── Input for this task

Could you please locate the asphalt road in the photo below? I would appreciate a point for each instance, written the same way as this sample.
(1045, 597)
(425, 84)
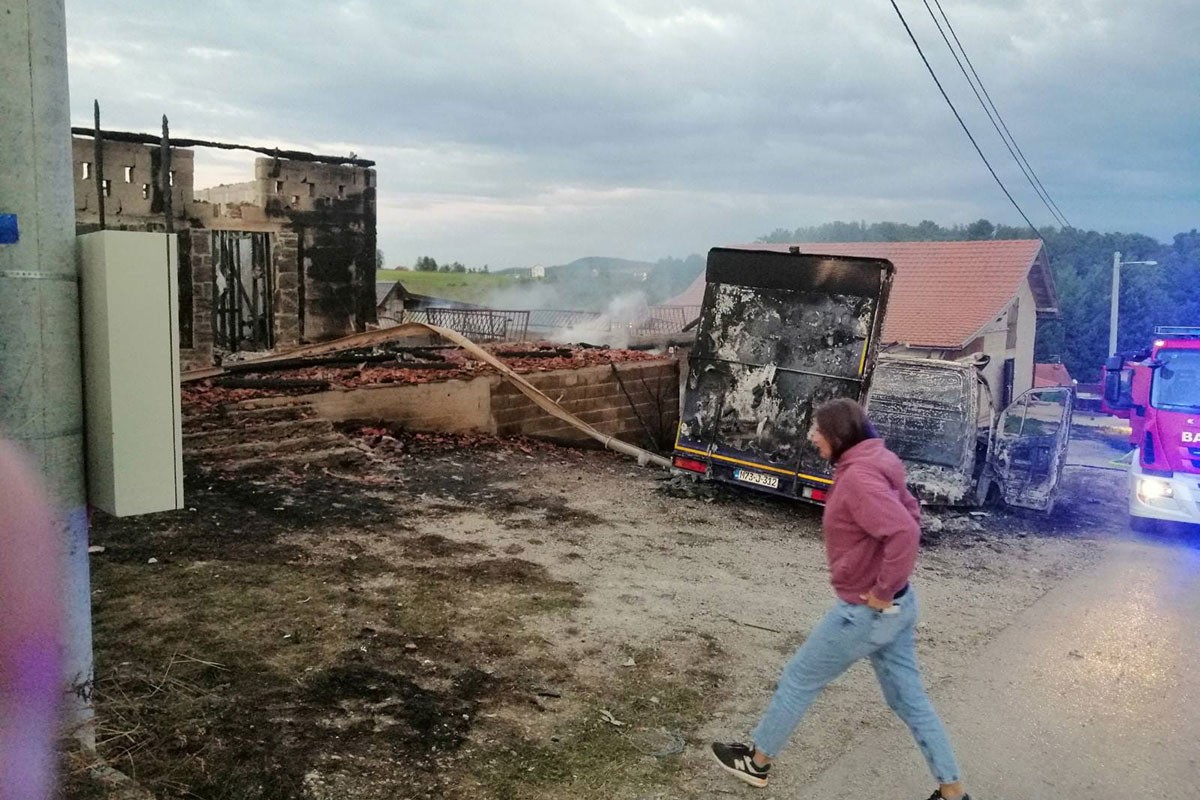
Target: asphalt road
(1092, 693)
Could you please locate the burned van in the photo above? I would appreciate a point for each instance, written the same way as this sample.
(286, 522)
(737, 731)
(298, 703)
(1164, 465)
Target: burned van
(937, 417)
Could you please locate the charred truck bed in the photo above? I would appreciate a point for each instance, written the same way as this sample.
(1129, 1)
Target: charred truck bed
(779, 335)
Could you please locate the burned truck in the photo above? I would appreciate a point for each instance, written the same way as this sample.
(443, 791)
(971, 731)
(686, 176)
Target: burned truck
(780, 334)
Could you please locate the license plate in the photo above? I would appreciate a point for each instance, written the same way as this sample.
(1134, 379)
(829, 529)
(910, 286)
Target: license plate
(757, 479)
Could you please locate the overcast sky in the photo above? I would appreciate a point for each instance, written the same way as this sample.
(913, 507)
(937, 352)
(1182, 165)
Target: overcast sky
(519, 132)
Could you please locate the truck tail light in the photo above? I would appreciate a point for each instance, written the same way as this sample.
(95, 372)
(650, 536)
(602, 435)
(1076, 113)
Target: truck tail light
(690, 464)
(815, 494)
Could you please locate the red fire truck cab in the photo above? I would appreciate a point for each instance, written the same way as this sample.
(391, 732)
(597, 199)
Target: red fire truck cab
(1158, 391)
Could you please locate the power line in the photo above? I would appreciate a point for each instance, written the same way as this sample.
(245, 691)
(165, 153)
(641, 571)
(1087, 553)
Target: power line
(964, 125)
(1019, 156)
(1029, 178)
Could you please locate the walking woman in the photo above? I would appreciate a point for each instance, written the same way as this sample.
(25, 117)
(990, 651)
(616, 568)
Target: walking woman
(871, 530)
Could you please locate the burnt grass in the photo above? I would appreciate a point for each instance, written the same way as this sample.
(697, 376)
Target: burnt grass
(294, 635)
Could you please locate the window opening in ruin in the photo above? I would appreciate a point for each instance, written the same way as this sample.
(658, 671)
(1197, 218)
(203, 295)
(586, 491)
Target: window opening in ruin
(244, 317)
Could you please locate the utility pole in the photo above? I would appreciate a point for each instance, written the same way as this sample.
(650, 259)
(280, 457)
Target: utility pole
(1116, 298)
(41, 397)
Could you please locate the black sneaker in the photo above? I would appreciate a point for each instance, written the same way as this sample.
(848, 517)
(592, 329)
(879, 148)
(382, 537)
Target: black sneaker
(738, 759)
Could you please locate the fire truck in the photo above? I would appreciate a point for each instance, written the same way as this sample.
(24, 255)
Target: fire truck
(1158, 390)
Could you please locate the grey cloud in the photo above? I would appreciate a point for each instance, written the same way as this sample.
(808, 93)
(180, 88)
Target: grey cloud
(772, 102)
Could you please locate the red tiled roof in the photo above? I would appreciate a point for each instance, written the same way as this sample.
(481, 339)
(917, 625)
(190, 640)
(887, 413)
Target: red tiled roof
(1050, 374)
(945, 293)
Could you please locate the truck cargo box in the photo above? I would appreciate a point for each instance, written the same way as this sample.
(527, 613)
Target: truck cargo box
(779, 335)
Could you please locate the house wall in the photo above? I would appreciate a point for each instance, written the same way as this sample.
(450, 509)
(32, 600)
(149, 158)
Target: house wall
(995, 342)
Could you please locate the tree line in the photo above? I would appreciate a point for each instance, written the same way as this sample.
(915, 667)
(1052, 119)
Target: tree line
(1081, 264)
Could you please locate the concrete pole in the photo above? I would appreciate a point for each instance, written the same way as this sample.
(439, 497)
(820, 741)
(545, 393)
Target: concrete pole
(41, 397)
(1116, 298)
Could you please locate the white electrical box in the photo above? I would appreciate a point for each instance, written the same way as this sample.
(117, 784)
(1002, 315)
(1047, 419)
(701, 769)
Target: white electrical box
(130, 296)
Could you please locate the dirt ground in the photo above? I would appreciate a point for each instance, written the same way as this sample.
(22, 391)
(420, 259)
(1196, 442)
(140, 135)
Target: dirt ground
(478, 618)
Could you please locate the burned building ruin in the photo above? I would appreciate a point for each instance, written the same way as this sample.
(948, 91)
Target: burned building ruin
(283, 259)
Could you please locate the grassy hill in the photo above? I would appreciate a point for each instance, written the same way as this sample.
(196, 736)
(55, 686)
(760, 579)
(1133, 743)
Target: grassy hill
(589, 283)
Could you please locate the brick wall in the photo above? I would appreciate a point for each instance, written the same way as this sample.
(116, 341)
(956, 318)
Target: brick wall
(495, 405)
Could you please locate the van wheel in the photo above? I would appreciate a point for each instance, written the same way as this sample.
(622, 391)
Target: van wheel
(1143, 524)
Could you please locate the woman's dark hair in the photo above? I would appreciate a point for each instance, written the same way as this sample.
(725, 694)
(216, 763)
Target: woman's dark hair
(844, 423)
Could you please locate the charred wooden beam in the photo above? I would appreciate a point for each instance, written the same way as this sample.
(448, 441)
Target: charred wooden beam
(165, 174)
(99, 173)
(557, 353)
(292, 155)
(341, 359)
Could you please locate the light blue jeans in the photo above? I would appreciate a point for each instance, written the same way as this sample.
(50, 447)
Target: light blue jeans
(845, 635)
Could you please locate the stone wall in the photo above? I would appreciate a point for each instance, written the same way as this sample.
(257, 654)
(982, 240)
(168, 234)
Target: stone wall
(135, 200)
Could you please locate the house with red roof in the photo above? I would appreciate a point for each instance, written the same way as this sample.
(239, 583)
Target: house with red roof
(954, 300)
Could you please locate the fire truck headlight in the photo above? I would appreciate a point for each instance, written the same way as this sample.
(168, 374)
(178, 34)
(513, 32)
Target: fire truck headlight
(1151, 488)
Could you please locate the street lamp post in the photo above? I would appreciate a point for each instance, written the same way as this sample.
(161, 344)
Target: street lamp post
(1116, 294)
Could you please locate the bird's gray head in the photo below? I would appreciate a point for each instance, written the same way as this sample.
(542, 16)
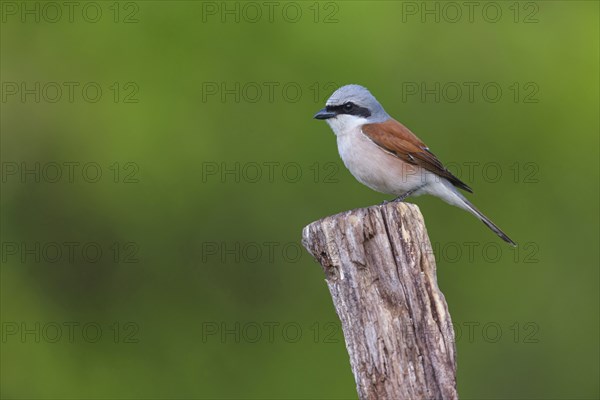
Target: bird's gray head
(352, 105)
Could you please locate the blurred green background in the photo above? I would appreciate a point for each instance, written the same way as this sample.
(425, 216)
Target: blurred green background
(207, 178)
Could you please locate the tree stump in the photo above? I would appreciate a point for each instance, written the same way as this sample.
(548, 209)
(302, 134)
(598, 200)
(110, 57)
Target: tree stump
(381, 274)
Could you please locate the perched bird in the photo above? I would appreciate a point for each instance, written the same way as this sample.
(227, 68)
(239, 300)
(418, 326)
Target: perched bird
(386, 156)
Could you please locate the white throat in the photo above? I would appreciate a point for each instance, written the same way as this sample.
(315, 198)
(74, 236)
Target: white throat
(343, 124)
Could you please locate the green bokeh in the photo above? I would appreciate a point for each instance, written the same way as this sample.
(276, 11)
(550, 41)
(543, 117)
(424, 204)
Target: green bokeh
(543, 296)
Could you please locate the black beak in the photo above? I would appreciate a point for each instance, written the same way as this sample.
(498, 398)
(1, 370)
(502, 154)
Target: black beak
(324, 114)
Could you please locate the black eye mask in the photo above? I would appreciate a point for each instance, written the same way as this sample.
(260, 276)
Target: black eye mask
(350, 109)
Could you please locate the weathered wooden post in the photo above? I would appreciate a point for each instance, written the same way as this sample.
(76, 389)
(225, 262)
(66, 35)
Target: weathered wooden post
(381, 275)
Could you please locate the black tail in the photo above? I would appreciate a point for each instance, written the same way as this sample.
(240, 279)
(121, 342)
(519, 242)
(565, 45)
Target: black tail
(470, 207)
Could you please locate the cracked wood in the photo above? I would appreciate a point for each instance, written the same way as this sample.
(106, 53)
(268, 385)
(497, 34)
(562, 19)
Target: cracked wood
(381, 274)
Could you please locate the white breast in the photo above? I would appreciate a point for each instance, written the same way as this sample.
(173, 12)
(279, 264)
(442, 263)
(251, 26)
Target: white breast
(374, 167)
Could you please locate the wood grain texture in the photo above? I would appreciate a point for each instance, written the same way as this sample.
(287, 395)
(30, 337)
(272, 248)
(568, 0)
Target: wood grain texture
(381, 274)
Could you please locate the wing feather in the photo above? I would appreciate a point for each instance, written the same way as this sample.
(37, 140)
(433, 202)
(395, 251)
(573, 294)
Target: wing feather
(397, 139)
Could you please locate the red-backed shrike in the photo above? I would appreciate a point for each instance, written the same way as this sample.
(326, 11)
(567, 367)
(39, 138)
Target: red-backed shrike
(386, 156)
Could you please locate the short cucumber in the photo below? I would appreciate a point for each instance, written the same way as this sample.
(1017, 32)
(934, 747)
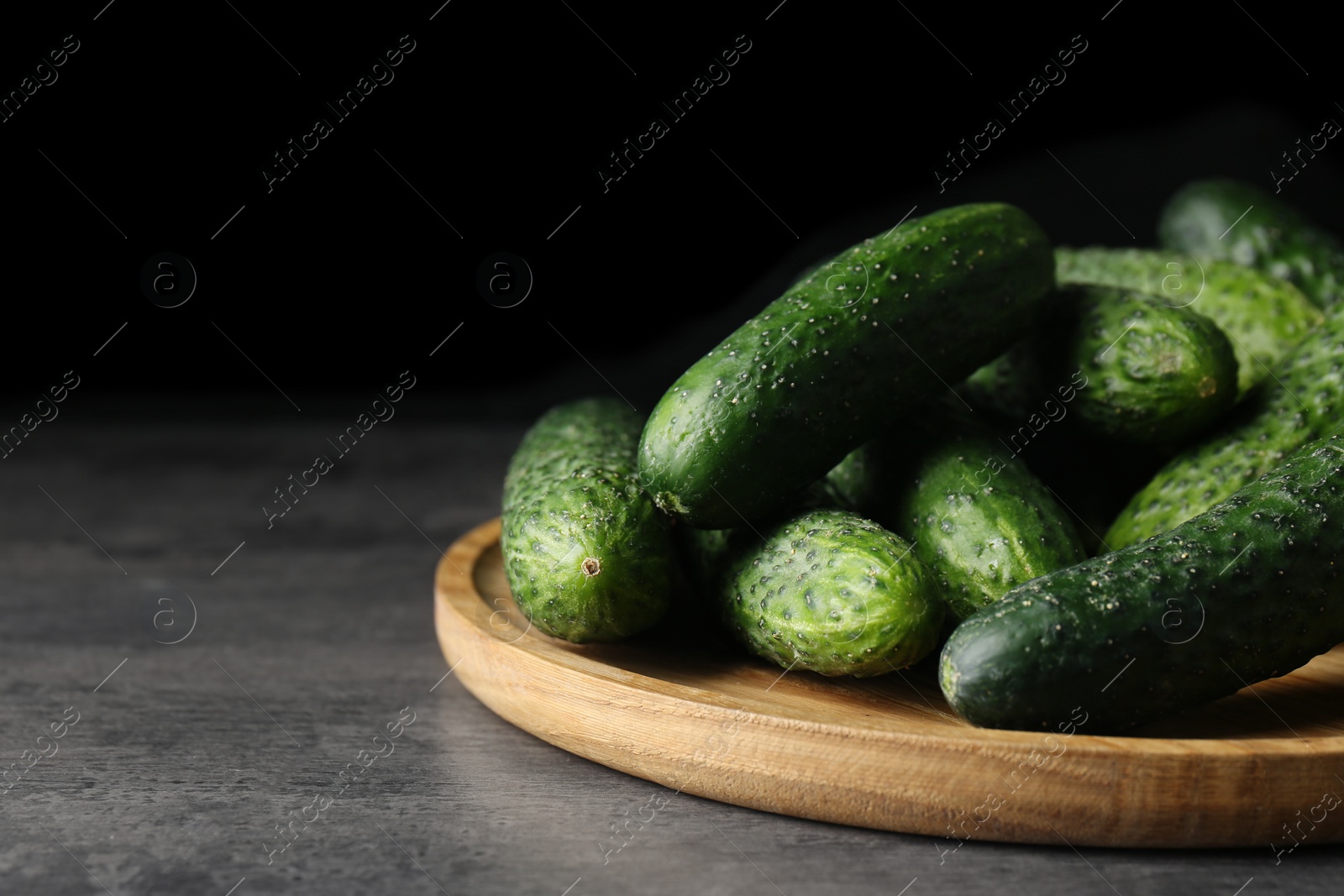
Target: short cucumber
(586, 553)
(1153, 374)
(1247, 224)
(1242, 593)
(1263, 316)
(812, 376)
(978, 517)
(1299, 403)
(832, 593)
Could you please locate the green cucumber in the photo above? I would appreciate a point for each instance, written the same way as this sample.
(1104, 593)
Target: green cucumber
(1153, 374)
(1263, 316)
(983, 524)
(1236, 222)
(586, 553)
(832, 593)
(1300, 403)
(1242, 593)
(816, 374)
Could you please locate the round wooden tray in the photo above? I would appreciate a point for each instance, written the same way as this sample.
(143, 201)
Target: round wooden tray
(1263, 768)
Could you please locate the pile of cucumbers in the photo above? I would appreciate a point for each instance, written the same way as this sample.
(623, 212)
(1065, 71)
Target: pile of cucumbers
(887, 458)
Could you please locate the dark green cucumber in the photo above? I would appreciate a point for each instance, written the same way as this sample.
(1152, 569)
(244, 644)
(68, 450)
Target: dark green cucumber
(1011, 385)
(1242, 593)
(1300, 403)
(978, 517)
(812, 376)
(832, 593)
(1236, 222)
(586, 553)
(1153, 374)
(1263, 316)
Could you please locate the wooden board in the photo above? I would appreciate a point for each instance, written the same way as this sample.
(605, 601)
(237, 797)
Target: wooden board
(1261, 768)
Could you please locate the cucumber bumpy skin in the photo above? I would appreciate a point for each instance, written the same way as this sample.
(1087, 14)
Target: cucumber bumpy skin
(1299, 405)
(1263, 316)
(586, 553)
(980, 524)
(1247, 591)
(812, 376)
(1156, 374)
(1205, 217)
(832, 593)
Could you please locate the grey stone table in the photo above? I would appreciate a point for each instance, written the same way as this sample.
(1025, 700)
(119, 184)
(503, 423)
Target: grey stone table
(297, 644)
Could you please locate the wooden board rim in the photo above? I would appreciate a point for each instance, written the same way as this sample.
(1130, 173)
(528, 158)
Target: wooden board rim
(750, 752)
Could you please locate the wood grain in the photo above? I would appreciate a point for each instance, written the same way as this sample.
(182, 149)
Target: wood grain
(887, 752)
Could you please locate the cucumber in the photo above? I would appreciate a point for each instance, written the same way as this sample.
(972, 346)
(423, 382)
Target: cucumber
(1153, 374)
(832, 593)
(1300, 403)
(1242, 593)
(1206, 217)
(812, 376)
(1263, 317)
(983, 524)
(586, 553)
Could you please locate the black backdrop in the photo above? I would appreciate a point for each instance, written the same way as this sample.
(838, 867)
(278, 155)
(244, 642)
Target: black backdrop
(492, 134)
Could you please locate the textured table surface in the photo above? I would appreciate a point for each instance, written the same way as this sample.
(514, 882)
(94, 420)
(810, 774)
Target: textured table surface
(309, 638)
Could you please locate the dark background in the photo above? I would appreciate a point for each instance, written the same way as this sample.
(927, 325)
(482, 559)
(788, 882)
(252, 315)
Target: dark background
(156, 481)
(349, 273)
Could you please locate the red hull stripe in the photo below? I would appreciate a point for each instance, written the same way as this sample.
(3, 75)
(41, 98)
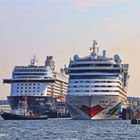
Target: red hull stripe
(91, 111)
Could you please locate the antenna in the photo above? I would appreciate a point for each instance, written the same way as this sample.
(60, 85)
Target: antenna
(34, 61)
(94, 48)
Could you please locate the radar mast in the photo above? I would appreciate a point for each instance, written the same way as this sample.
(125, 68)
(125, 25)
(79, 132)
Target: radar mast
(94, 49)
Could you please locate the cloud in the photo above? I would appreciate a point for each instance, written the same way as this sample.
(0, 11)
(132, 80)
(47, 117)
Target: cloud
(84, 4)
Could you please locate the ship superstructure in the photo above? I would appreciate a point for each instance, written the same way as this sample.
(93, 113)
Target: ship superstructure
(97, 87)
(41, 84)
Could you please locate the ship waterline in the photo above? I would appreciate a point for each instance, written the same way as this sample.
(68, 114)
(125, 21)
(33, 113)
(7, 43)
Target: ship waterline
(44, 87)
(97, 86)
(94, 106)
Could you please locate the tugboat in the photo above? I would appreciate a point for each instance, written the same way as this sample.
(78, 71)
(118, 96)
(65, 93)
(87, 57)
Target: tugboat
(22, 112)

────

## Task objective
From the material above, copy each line that includes the word "below".

## Solution for this problem
Could you please locate the asphalt road in the photo below? I would appreciate a point for each instance, written the same way as this sample.
Could you please locate the bird's gray head in the photo below? I would appreciate a point for each instance, written the same way as this sample.
Could you please locate the short cucumber in the photo below? I would appreciate a point for each instance, written the same way as this sample.
Could you please locate the red hull stripe in the photo below? I would appreciate a point for each instance, written the same way as this sample.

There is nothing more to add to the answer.